begin Dataset records

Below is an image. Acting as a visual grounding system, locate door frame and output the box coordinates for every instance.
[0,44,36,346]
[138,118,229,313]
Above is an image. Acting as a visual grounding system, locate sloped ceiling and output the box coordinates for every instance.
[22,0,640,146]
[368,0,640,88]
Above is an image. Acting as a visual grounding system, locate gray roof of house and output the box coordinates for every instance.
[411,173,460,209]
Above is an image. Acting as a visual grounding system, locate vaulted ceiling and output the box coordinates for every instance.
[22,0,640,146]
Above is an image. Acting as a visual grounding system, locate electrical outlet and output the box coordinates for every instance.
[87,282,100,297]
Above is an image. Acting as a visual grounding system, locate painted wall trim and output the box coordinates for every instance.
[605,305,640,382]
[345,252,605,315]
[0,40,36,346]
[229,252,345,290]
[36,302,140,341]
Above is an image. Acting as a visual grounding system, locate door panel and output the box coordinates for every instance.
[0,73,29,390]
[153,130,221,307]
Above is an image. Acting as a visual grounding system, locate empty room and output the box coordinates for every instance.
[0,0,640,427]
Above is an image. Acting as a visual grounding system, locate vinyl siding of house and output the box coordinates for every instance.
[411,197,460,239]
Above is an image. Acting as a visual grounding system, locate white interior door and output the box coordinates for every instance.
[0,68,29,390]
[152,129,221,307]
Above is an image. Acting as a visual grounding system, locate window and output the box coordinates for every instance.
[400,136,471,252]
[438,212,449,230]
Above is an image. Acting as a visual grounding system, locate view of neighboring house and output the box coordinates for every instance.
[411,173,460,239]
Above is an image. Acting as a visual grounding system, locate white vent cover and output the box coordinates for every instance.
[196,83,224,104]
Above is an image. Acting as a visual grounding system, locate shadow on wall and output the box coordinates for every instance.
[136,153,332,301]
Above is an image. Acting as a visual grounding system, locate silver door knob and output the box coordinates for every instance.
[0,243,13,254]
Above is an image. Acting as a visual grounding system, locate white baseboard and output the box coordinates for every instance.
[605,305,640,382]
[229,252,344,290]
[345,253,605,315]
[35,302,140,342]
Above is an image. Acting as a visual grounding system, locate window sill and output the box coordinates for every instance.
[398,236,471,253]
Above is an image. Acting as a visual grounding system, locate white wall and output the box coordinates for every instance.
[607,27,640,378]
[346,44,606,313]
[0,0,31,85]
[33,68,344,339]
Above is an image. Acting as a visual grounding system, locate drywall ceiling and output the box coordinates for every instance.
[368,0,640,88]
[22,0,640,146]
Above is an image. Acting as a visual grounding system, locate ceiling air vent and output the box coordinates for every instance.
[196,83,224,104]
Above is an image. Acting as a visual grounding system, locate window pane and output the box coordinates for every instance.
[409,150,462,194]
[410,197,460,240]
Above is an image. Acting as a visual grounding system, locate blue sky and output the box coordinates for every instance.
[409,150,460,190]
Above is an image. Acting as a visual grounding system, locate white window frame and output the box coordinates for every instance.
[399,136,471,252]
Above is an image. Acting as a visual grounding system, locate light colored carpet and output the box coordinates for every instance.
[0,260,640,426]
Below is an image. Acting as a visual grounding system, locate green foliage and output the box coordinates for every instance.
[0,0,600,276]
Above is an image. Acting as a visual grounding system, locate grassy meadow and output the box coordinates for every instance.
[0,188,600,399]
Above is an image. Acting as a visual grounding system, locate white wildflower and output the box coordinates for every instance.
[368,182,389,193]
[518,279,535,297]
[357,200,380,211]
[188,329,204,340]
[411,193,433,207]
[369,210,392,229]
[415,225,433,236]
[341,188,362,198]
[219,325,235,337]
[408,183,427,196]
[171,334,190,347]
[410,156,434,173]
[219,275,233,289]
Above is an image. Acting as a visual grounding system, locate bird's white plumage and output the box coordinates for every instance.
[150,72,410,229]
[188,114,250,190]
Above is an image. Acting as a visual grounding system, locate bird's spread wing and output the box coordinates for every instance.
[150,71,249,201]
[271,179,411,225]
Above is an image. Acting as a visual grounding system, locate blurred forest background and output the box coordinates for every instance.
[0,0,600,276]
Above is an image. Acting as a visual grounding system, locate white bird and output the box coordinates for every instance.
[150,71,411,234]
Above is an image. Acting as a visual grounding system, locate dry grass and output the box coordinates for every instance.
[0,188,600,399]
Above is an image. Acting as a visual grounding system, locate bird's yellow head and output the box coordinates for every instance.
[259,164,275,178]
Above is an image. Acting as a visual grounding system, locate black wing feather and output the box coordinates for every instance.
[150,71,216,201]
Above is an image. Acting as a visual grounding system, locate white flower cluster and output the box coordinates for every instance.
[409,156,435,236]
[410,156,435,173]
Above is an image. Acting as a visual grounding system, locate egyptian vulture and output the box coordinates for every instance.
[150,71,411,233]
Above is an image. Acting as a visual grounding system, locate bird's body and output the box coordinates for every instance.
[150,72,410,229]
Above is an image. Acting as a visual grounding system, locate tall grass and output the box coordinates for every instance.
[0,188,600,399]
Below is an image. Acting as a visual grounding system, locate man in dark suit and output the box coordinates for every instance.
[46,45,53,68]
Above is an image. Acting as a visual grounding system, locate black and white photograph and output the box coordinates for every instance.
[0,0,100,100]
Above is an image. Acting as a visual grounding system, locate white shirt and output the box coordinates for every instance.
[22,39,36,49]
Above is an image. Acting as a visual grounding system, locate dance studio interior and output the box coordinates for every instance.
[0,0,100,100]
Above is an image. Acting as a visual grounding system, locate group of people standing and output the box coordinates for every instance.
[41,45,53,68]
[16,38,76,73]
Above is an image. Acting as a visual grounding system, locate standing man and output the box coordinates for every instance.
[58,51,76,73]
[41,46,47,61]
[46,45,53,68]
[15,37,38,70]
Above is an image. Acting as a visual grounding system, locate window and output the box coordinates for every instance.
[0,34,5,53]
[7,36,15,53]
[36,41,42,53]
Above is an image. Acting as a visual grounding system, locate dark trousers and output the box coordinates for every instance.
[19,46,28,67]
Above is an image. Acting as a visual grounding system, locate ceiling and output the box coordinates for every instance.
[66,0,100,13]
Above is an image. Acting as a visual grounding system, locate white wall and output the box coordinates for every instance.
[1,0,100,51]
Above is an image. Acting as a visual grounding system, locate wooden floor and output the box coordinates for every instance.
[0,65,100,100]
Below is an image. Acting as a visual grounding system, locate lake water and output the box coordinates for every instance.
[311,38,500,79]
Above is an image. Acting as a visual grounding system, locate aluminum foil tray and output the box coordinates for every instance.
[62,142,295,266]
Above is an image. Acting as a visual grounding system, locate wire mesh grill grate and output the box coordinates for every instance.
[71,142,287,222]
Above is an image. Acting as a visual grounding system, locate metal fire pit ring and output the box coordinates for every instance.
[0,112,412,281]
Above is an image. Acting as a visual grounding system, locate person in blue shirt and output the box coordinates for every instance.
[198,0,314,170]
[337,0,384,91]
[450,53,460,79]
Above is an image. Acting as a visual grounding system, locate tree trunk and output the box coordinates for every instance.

end Dataset records

▶ [Instructions for the task] Count the lines in the rows above that contain the word "dark", and reply with the number alone.

▶ [Task answer] 2